Entries from a dataset:
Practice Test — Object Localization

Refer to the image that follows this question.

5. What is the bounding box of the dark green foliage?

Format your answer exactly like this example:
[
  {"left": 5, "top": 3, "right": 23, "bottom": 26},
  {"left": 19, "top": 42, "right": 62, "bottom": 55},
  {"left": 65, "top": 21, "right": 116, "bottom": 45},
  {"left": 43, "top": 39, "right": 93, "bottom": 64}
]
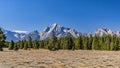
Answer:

### [What you have to do]
Copy the rows above, substituting "leaves" for each "foliage" and leaving everything else the same. Omit the pictures from your copy.

### [Response]
Practice Test — Object Localization

Refer to the image that follows this question.

5. What is the bounding box of the dark green leaves?

Format your answer exactly like this example:
[
  {"left": 5, "top": 3, "right": 23, "bottom": 26},
  {"left": 19, "top": 42, "right": 62, "bottom": 55},
  {"left": 65, "top": 21, "right": 116, "bottom": 45},
  {"left": 43, "top": 39, "right": 93, "bottom": 64}
]
Answer:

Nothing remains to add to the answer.